(DATA LINES)
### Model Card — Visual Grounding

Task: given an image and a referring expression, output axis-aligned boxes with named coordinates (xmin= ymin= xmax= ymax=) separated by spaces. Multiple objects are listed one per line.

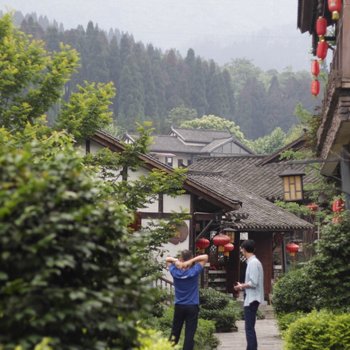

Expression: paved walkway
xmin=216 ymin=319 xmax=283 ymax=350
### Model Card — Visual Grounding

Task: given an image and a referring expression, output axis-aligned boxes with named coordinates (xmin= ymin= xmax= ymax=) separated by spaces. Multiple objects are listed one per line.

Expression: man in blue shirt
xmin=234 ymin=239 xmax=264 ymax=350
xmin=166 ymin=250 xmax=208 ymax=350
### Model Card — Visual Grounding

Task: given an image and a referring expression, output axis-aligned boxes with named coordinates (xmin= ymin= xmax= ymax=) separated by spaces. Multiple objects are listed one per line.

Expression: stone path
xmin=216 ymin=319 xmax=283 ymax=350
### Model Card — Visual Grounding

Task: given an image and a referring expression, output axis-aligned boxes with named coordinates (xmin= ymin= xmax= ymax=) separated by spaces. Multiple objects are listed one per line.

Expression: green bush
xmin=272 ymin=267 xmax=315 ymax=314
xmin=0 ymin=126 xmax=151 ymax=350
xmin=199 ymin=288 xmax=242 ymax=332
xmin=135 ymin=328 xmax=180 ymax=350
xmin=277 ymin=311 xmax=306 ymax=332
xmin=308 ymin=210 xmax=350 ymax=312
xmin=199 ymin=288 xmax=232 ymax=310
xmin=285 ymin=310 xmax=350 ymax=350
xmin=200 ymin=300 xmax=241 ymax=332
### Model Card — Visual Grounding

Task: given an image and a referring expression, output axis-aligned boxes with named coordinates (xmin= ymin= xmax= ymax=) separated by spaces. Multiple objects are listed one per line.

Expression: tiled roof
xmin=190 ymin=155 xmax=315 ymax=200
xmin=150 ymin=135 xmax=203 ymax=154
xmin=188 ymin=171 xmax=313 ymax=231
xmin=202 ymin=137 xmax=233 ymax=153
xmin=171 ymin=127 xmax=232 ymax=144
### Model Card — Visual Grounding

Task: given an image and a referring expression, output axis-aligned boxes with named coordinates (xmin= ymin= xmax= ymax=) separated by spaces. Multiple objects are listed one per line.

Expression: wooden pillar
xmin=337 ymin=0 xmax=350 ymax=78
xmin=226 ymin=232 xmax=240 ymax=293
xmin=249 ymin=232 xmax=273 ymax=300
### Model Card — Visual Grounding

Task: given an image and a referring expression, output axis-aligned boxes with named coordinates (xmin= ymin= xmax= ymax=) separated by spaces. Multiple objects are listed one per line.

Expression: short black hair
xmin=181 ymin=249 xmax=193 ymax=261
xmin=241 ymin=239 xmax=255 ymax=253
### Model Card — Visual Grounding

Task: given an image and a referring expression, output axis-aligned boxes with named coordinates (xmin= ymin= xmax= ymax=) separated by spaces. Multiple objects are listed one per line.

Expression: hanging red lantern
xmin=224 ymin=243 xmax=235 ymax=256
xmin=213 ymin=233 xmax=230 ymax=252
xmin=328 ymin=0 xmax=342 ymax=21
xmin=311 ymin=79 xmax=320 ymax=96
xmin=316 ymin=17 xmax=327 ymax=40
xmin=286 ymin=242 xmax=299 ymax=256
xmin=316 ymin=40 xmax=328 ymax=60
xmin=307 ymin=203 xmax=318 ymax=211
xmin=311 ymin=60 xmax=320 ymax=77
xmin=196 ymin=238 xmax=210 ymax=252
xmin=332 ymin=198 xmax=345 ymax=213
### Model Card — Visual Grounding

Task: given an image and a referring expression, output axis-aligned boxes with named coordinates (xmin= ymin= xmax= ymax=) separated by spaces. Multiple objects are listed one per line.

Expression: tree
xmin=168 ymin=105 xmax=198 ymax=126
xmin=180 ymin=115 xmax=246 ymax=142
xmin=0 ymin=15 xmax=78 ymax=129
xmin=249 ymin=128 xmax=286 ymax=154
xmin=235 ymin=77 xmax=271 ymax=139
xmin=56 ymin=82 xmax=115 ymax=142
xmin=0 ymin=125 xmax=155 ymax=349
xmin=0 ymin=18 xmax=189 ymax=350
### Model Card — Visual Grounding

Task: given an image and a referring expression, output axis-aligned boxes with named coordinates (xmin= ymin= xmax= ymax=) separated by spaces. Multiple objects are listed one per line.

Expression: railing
* * *
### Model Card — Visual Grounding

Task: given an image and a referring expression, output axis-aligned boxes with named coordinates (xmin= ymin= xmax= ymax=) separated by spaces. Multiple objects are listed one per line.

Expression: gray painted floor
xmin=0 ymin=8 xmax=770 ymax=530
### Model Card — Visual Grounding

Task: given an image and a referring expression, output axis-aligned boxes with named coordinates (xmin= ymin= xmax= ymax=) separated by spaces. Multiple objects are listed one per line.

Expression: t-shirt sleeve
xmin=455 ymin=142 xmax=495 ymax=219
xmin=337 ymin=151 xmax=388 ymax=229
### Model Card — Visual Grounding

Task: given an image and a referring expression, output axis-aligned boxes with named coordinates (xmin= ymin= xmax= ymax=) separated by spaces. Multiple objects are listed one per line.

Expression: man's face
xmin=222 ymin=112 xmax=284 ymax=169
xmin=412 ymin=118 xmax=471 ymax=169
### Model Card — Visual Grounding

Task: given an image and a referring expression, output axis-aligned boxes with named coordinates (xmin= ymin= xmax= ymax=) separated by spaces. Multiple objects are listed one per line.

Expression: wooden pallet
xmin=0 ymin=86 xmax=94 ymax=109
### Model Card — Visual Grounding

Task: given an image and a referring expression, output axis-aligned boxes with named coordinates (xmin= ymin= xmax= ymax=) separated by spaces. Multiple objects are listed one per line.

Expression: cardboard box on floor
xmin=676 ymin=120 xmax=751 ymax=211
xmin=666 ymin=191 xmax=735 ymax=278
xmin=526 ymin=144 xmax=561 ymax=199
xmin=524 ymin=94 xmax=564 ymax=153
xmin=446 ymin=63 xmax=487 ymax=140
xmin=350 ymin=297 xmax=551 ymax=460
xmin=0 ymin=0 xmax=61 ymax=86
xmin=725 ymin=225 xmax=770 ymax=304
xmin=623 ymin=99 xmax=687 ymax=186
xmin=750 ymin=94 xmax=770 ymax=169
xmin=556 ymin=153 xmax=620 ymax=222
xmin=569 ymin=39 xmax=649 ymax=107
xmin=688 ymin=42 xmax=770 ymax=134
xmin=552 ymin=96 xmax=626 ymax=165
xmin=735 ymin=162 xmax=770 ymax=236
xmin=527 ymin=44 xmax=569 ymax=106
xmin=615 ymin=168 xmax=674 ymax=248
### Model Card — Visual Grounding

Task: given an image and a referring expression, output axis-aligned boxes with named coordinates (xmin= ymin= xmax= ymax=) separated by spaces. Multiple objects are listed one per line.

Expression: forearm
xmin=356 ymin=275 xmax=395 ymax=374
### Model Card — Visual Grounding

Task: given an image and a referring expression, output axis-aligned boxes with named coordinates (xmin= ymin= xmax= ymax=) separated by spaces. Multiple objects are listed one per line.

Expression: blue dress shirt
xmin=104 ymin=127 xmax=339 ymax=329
---
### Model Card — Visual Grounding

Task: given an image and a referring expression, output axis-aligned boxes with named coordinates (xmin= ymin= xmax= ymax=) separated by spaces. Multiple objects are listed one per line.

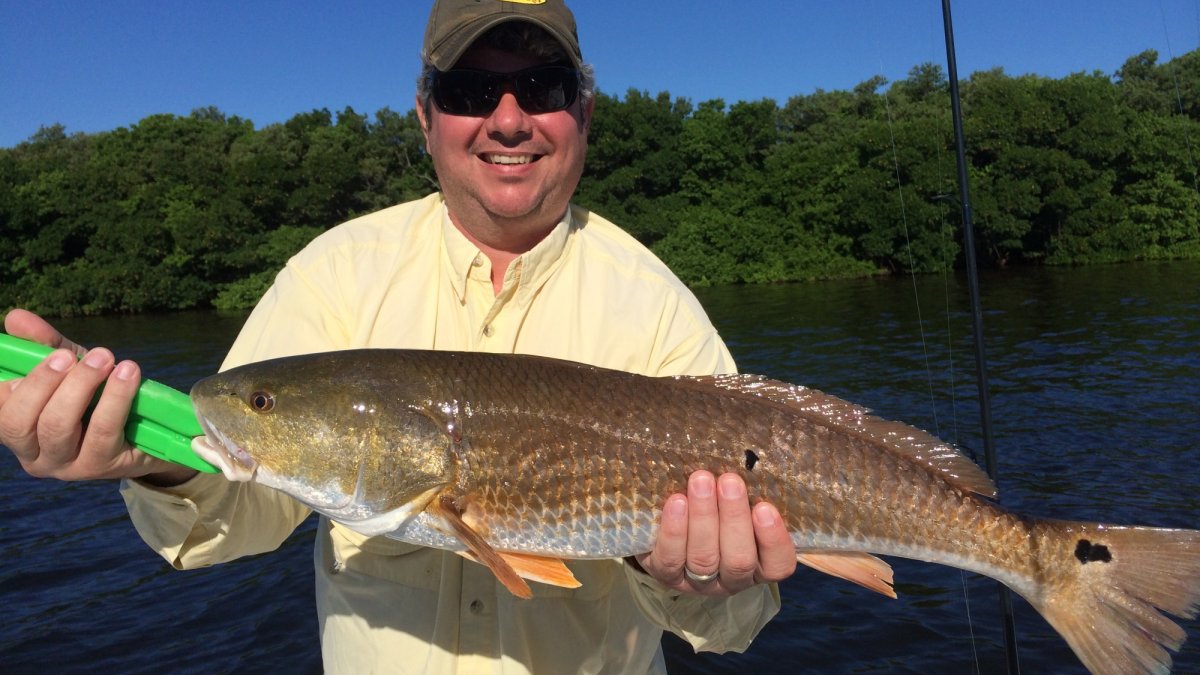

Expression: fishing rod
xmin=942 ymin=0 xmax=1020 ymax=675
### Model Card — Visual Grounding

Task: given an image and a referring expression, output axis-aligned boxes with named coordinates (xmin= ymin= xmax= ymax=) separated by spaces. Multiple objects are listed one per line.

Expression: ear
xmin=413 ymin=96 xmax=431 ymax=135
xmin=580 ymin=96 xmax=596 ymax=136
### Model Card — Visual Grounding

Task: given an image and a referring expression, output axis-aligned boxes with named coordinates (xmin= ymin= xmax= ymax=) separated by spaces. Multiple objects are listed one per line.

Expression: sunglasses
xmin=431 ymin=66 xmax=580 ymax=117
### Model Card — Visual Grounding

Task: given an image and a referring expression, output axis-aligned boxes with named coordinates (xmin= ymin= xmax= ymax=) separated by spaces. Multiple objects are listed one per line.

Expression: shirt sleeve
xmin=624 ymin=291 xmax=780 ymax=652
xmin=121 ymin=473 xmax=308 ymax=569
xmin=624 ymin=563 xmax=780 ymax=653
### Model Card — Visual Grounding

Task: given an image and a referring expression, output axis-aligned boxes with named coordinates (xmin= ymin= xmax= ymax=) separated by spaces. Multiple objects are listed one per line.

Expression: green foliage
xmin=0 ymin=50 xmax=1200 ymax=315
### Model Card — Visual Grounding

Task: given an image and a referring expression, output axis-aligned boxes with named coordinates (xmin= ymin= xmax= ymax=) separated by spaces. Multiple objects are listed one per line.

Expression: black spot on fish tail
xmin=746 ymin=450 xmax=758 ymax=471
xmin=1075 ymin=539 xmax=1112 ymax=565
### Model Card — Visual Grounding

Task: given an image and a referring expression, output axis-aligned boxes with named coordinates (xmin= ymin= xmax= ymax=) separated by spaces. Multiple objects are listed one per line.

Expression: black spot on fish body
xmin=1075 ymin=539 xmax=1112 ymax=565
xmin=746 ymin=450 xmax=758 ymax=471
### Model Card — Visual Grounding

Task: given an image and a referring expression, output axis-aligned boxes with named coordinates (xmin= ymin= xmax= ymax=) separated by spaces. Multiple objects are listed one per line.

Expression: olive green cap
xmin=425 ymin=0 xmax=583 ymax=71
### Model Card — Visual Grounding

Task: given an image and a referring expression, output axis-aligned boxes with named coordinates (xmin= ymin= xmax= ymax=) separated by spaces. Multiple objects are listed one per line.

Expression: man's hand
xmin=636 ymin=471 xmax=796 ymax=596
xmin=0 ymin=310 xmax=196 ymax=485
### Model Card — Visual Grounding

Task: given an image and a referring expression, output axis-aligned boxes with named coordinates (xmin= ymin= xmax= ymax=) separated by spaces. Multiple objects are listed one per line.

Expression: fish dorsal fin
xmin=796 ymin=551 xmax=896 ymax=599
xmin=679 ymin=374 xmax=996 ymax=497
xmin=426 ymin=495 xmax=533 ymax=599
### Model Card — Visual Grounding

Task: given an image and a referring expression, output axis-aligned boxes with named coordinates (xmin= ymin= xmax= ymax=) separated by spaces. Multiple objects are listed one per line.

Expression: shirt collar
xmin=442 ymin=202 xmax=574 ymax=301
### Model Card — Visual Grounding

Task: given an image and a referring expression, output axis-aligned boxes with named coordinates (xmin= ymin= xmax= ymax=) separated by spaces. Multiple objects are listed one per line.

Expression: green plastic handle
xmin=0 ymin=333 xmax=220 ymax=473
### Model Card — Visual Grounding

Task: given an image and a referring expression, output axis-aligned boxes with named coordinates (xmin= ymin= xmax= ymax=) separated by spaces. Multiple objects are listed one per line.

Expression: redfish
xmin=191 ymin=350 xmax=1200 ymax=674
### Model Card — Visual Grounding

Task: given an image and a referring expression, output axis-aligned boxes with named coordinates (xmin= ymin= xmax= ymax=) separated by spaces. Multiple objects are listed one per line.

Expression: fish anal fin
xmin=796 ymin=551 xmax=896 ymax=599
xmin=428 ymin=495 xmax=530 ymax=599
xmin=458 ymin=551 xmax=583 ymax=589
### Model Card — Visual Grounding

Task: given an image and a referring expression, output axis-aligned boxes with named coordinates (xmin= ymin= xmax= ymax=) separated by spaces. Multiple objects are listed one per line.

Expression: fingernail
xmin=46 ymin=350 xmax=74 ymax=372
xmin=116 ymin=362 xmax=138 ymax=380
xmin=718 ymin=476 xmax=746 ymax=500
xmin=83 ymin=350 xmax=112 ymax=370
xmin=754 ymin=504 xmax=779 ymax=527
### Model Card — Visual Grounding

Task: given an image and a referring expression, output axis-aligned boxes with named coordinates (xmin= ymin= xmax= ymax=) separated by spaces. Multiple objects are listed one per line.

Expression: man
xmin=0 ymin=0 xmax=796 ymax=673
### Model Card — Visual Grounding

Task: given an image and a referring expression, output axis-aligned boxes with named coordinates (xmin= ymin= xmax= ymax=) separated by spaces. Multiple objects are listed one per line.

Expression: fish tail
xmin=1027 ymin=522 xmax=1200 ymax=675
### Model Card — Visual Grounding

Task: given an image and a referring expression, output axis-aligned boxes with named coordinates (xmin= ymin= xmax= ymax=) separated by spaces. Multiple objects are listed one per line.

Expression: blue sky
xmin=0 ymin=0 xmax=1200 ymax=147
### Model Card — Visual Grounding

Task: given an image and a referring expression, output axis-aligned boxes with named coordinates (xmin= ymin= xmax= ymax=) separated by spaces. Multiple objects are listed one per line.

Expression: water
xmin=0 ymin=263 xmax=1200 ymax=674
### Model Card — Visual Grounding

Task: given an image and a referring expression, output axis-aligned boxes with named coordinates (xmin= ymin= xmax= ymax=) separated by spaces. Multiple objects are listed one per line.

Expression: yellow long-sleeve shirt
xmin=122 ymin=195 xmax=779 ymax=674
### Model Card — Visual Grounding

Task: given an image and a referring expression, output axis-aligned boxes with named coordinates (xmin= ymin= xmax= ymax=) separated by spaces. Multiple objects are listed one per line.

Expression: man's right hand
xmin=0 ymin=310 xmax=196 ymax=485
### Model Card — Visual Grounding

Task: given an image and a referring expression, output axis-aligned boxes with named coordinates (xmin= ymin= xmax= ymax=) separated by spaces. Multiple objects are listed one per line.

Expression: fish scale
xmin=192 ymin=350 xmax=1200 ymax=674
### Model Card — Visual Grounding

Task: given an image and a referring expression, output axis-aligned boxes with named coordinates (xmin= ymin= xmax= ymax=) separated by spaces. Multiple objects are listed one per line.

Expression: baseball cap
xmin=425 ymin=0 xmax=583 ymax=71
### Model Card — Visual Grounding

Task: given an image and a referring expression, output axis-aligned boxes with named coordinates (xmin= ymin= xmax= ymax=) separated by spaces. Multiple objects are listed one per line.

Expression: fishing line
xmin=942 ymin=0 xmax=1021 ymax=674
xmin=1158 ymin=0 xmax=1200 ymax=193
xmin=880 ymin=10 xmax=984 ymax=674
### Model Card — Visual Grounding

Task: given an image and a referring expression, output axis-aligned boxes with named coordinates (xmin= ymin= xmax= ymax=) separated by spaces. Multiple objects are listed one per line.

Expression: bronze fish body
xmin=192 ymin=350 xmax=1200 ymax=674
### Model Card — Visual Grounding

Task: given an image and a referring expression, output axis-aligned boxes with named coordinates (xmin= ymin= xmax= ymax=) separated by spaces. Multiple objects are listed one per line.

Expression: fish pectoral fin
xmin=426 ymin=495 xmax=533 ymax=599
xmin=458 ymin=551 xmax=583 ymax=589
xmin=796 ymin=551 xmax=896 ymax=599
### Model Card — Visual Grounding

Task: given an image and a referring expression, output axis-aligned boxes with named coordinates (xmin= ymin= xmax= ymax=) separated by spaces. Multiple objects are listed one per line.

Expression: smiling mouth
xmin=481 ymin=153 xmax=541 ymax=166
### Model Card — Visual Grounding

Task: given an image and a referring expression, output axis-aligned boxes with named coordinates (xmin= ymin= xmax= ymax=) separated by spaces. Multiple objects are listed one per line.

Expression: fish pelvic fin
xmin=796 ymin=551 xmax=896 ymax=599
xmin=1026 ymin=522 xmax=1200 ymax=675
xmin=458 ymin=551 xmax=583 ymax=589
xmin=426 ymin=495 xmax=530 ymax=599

(GOAL) Collect every line in the items above that contains the string "sleeve", and copy each one out in full. Matching is case-sensitive.

(SOLUTION TO THIS EXERCISE)
Expression: t-shirt sleeve
Expression: shirt sleeve
Expression: yellow long-sleeve shirt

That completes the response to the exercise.